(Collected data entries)
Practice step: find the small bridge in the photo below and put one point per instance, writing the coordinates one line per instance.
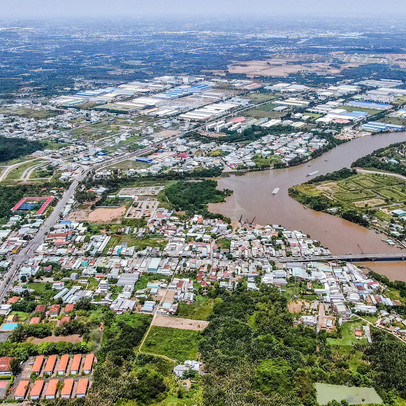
(347, 258)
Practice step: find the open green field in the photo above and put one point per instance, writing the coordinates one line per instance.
(95, 131)
(17, 172)
(361, 192)
(261, 113)
(29, 113)
(371, 112)
(125, 165)
(199, 310)
(180, 345)
(261, 97)
(353, 395)
(348, 335)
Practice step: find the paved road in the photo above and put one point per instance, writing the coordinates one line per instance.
(33, 244)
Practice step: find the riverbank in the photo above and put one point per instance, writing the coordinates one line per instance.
(368, 199)
(252, 198)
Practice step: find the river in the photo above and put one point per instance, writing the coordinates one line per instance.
(252, 198)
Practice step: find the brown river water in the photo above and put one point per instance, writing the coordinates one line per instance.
(252, 198)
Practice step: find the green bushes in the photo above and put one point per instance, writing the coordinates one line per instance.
(193, 197)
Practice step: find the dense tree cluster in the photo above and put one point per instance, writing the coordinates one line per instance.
(193, 197)
(254, 355)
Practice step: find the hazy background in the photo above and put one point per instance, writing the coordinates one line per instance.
(130, 8)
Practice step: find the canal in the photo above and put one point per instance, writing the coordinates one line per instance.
(252, 198)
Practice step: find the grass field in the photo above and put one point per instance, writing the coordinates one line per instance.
(17, 172)
(353, 395)
(125, 165)
(261, 97)
(371, 112)
(180, 345)
(200, 310)
(261, 113)
(38, 287)
(361, 193)
(348, 335)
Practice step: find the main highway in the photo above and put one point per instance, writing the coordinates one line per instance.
(29, 250)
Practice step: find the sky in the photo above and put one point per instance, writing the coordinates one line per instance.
(130, 8)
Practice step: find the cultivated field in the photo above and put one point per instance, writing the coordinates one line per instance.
(183, 324)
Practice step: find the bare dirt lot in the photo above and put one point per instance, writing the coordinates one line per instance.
(74, 339)
(183, 324)
(105, 215)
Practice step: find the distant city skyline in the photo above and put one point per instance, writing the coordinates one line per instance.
(129, 8)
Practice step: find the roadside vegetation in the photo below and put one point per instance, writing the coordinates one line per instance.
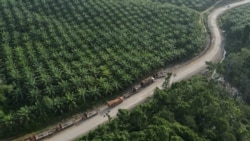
(198, 5)
(57, 57)
(236, 66)
(194, 110)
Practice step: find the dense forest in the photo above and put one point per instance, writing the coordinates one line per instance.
(199, 5)
(57, 57)
(236, 67)
(193, 110)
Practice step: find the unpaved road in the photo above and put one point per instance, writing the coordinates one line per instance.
(182, 71)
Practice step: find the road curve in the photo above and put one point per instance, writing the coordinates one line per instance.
(182, 71)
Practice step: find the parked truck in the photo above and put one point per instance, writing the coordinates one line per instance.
(115, 102)
(147, 81)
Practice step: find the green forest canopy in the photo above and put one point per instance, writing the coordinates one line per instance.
(236, 67)
(61, 55)
(199, 5)
(194, 110)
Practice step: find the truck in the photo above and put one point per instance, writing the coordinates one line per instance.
(147, 81)
(115, 102)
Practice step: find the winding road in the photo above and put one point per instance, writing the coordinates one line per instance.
(182, 71)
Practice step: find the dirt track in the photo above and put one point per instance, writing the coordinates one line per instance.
(182, 71)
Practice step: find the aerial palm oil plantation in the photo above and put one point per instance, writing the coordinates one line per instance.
(59, 57)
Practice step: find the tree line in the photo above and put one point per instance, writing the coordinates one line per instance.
(235, 67)
(63, 56)
(193, 110)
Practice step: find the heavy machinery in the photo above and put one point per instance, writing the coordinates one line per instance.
(115, 102)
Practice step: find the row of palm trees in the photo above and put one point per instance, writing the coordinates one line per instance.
(61, 54)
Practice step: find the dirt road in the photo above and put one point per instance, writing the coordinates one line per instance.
(182, 71)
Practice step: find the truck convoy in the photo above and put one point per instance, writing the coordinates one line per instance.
(87, 115)
(61, 126)
(115, 102)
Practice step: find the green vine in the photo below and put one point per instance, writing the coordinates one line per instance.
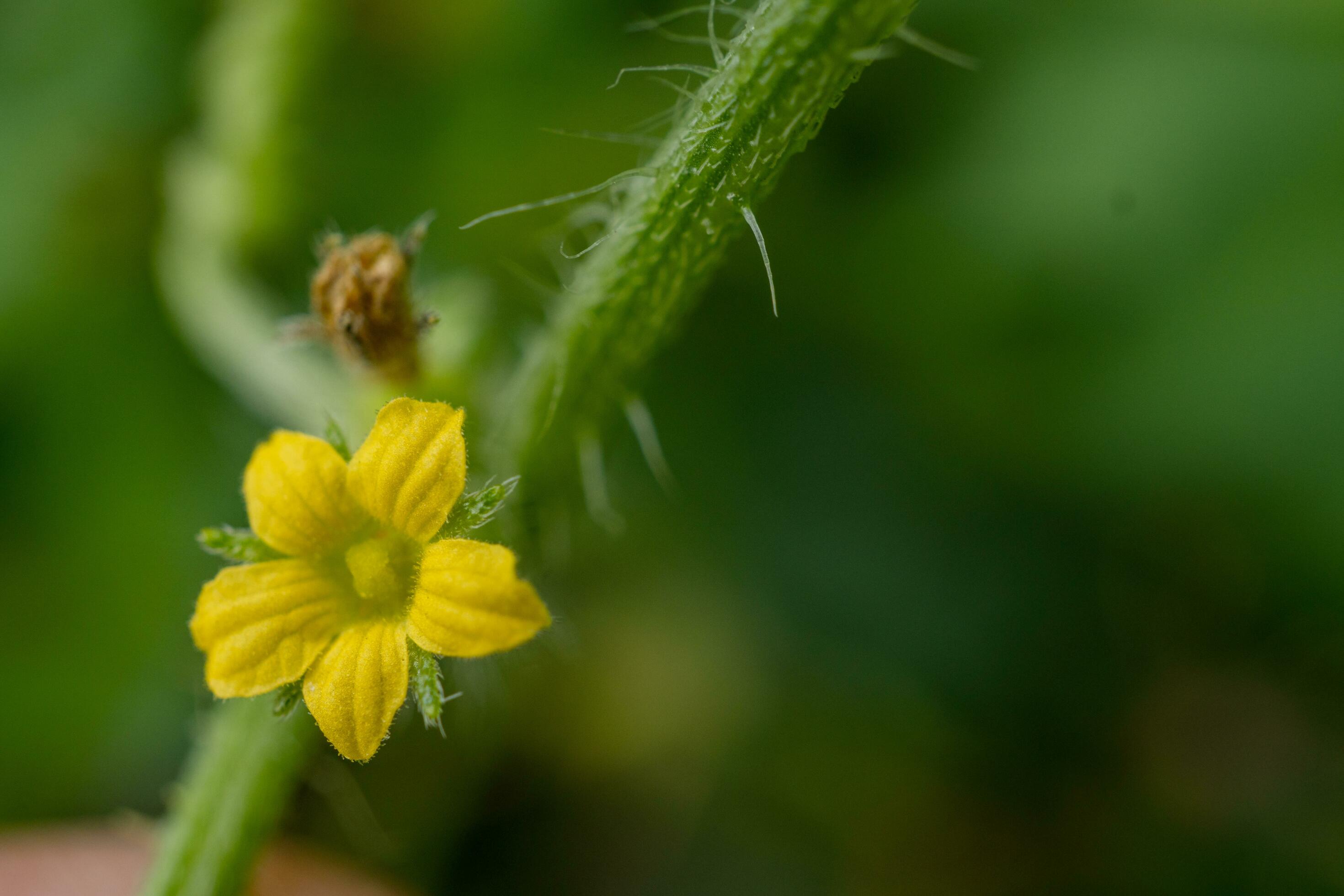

» Challenge
Lay out the material from the line holding "Practice step: find the row" through the end of the material, inclusive, as a Markdown table with the columns Row and Material line. Give each line a row number, skip blank lines, and leave the pictures out.

» The solution
| Row | Material line |
|---|---|
| 1 | Practice step: find the row of palm trees in the photo above and put one point per instance, writing the coordinates one line per instance. |
| 2 | (61, 54) |
| 3 | Practice step: find the dirt road in the photo above and put one point per instance, writing the coordinates one line per instance. |
| 4 | (182, 71) |
| 5 | Practice step: find the truck convoy in the photo above and put one point per instance, writing the coordinates one line per instance. |
| 6 | (87, 115) |
| 7 | (61, 126) |
| 8 | (115, 102) |
| 9 | Practice step: find the green vine in the photo below and put one point per instance, writing the coordinates one line per instance. |